Shift each coordinate in the answer path by adding 38 to it, and reproduce every other line unchanged, starting at the beginning of the data and ending at the line containing "259 58 L 262".

BEGIN EXTRACTED INFORMATION

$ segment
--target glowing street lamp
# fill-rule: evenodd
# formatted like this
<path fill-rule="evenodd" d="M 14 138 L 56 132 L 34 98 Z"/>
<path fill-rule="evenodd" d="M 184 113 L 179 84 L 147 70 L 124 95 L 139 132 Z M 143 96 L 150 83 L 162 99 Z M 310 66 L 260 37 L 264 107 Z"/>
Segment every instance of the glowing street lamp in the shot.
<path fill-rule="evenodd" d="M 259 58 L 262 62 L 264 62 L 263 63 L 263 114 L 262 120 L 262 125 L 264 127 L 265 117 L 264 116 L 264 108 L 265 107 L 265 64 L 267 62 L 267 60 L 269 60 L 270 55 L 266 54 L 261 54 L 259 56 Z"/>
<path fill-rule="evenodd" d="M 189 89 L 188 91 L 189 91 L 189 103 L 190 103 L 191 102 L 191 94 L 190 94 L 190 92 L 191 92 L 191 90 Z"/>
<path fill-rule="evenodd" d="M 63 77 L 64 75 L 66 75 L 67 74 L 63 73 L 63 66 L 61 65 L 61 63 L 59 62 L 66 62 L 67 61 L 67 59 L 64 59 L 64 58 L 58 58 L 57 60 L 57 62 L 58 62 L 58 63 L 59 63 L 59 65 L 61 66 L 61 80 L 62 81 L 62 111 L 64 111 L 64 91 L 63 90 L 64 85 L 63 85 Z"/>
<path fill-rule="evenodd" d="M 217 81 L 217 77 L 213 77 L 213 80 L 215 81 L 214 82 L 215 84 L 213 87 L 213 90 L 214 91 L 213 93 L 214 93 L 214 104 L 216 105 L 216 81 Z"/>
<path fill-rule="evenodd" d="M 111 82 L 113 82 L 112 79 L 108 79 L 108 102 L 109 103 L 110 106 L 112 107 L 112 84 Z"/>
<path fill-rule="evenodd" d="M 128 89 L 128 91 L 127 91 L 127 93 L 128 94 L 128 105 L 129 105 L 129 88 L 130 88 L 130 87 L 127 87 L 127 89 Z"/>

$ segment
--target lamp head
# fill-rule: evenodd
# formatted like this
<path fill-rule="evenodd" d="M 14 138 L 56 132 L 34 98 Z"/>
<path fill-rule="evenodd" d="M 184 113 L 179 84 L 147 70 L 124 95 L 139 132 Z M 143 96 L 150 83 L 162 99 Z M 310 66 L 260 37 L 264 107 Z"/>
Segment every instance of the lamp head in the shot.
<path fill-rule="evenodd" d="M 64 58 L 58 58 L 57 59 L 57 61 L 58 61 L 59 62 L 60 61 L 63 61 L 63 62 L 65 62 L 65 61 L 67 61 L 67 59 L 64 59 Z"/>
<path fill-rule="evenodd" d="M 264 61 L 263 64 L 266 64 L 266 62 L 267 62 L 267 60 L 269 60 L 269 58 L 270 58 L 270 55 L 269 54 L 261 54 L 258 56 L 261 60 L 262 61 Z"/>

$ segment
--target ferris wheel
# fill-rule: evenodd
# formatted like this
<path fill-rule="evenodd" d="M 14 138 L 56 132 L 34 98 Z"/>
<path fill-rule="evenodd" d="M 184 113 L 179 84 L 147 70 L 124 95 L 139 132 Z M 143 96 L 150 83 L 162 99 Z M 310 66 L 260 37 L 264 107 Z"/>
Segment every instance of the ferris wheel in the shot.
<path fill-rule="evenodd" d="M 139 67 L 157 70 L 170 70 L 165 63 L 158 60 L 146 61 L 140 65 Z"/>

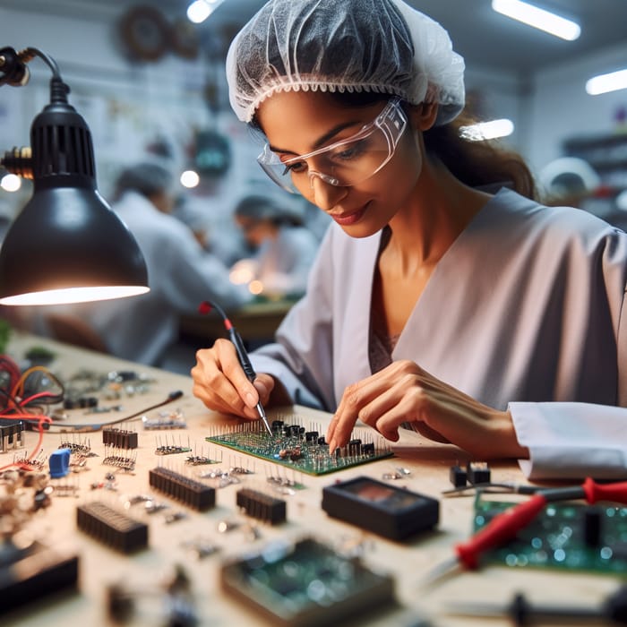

END EXTRACTED INFORMATION

◆ FULL SOLUTION:
$ segment
--target glowing street lamp
# fill-rule: evenodd
# formatted like this
<path fill-rule="evenodd" d="M 14 138 L 56 132 L 34 98 Z"/>
<path fill-rule="evenodd" d="M 184 113 L 179 84 L 147 70 L 124 95 L 139 132 Z M 143 96 L 150 83 L 162 99 Z M 310 66 L 260 37 L 264 107 Z"/>
Segment every instance of the glowing street lamp in the shot.
<path fill-rule="evenodd" d="M 297 96 L 300 100 L 302 100 L 301 101 L 301 152 L 300 158 L 300 163 L 302 165 L 303 155 L 302 154 L 302 146 L 303 145 L 303 102 L 305 100 L 305 98 L 307 98 L 308 93 L 304 92 L 299 92 L 297 94 Z"/>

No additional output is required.